### [Task requirements]
Line by line, reproduce the records exactly.
═══ Data supplied ═══
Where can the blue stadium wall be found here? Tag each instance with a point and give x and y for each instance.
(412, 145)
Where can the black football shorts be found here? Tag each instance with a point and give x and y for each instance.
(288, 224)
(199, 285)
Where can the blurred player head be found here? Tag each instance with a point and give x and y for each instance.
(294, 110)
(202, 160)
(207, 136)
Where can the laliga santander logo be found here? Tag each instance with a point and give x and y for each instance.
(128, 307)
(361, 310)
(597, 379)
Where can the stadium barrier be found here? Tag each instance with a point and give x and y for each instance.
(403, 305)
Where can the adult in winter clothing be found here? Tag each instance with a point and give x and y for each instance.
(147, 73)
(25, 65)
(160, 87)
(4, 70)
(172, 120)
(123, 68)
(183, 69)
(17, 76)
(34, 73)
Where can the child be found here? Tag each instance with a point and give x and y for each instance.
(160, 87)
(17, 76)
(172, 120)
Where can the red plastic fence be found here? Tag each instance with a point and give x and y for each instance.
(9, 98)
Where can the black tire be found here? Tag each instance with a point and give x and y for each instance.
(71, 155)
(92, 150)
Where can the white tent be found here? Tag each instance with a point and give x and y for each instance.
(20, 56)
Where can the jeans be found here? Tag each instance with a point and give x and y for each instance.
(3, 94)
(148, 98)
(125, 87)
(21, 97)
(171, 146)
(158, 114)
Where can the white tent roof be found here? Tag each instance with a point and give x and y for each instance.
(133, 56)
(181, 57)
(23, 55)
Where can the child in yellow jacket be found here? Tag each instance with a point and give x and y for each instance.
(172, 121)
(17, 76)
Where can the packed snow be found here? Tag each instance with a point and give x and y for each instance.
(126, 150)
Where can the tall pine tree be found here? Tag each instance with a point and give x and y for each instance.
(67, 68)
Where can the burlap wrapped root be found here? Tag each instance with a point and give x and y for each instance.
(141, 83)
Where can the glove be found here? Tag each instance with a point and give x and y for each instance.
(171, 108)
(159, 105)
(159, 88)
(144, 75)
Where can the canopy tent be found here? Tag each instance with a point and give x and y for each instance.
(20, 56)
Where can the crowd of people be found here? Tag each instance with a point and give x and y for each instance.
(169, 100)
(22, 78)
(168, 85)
═══
### [Task answer]
Where can the blue stadium wall be found here? Tag each instance with a point and give x and y for each instance.
(412, 145)
Where can the black football shorts be found here? Tag each instance with a point and give x and y for each instance.
(288, 224)
(199, 285)
Where can the blurred player head be found here? Tag each instance with a point and give x and y for each instance.
(294, 110)
(202, 160)
(207, 136)
Where can the laliga santander logo be found here? Tag each instance with a point and give x and y for each instance.
(128, 307)
(361, 310)
(597, 379)
Where can the stadium barrier be found here? Tag each instance with a point and give x and y for each instance.
(403, 305)
Where can the adult in winter clothing be found here? Tag each instance with a point and give x and y for each instance.
(147, 73)
(25, 65)
(160, 87)
(4, 70)
(172, 120)
(123, 68)
(183, 69)
(17, 76)
(34, 73)
Where can the child be found here? Tag each instance with a point and give x and y for each instance.
(160, 87)
(17, 76)
(172, 120)
Where can the red plastic fence be found here? Tag each instance with a point and give x and y for each instance.
(9, 98)
Where can the black tire be found here? Tag each instance with a point and give x and y for each instance.
(71, 155)
(92, 150)
Where can the white tent be found here? Tag each instance with a point and give x and y for each instance.
(20, 56)
Where can the jeans be found here? Tag each instance with a point and give x and y for each instance.
(3, 94)
(148, 98)
(125, 87)
(21, 97)
(171, 146)
(158, 114)
Where can the white tent roof be found here? Tag each instance with a point and give x and y for each instance.
(133, 56)
(181, 57)
(23, 55)
Where can the child in yellow jacket be found here? Tag each instance with a point and give x and y for each instance.
(172, 121)
(17, 76)
Where can the packed snow be found here? Tag each instance with a point and give x and y for each instance.
(126, 150)
Where can the tall pine tree be found here? Tag each instance with a point and give x and y for each instance.
(67, 68)
Where can the burlap wrapped root be found here? Tag each instance with a point and give x and y for each instance.
(141, 83)
Where can the glove be found here? Tag each instance with a point and give x and y for each instance.
(171, 108)
(159, 105)
(159, 88)
(144, 75)
Where can the canopy tent be found here? Tag each instance with a point and give x and y for each instance.
(20, 56)
Where can the crowd of people be found here? Tag each instance with a point and give x and y for each instance.
(169, 100)
(22, 78)
(168, 85)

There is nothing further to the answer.